### [TASK DETAILS]
Could you reproduce every entry that follows, exactly as shown?
[SUPPLIED DATA Boundary: Start]
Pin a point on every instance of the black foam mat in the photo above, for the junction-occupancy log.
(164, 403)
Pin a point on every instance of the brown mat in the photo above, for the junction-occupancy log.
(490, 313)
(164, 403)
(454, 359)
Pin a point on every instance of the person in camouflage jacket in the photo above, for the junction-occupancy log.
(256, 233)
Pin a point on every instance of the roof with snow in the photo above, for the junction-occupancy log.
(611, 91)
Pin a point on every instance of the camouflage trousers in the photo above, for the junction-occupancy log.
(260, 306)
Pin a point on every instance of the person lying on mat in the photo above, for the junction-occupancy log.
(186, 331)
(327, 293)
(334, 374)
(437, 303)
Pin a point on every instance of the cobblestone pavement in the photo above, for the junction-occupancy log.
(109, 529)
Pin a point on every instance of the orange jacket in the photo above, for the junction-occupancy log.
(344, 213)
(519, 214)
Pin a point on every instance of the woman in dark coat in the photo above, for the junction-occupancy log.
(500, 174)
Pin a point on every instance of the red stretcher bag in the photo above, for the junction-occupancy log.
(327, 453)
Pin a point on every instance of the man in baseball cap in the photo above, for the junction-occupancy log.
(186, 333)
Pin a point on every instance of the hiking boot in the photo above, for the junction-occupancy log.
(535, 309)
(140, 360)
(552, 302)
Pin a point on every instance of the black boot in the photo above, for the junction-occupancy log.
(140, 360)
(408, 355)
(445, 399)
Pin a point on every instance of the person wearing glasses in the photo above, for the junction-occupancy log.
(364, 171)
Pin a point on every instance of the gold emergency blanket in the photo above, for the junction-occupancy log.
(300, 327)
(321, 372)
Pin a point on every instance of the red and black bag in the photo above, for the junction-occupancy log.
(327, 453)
[SUPPLIED DATA Boundary: End]
### [SOLVED EXERCISE]
Pin a point on every instance of the black foam mat in the photo above, for the junction-occupancy log.
(164, 403)
Pin a point on every instance of the brown mat in the photo above, for the junction-occupancy log.
(490, 313)
(164, 403)
(454, 359)
Pin a point on every instance of the person in camouflage jacket in the photo above, for the junction-occupancy log.
(256, 233)
Pin a point on every instance of the roof with snow in the photo above, for the junction-occupancy log.
(611, 91)
Pin a point on every instance of the camouflage trousers in the photo above, for the junction-occupancy log.
(260, 306)
Pin a point on every instance of the person lying on mat in the photo above, for the junction-occupancy log.
(186, 331)
(327, 293)
(334, 374)
(437, 303)
Pin a point on every instance of the cobblestone pavement in the photo above, for the junction-occupancy log.
(109, 529)
Pin a point on every instance of the orange jacket in the photo above, for the junction-occupancy log.
(344, 213)
(519, 214)
Pin a point on every instance of the woman in dark coat in the photo above, for the junction-occupancy log.
(500, 174)
Pin a point on every instance of the red stretcher bag in the photo above, for the junction-occupancy log.
(327, 453)
Pin a point on every instance of the man in baseball cap in the photo above, for the junction-occupancy log.
(186, 333)
Pin a point on every instance of the hiking boot in the photo above, for the junction-occupancy log.
(535, 309)
(140, 360)
(552, 302)
Pin a point on every instance of the black boot in the photo above, for the junction-occupancy log.
(140, 360)
(408, 355)
(445, 399)
Pin a point on every instance of the person wearing glasses in the photo above, for the junction-occupancy log.
(364, 171)
Pin a point on every instance of the gold emergency blanket in the photo above, for the junction-occupancy log.
(300, 327)
(321, 372)
Pin a point on every instance of the red and black bag in the photo above, for the junction-occupancy log.
(327, 453)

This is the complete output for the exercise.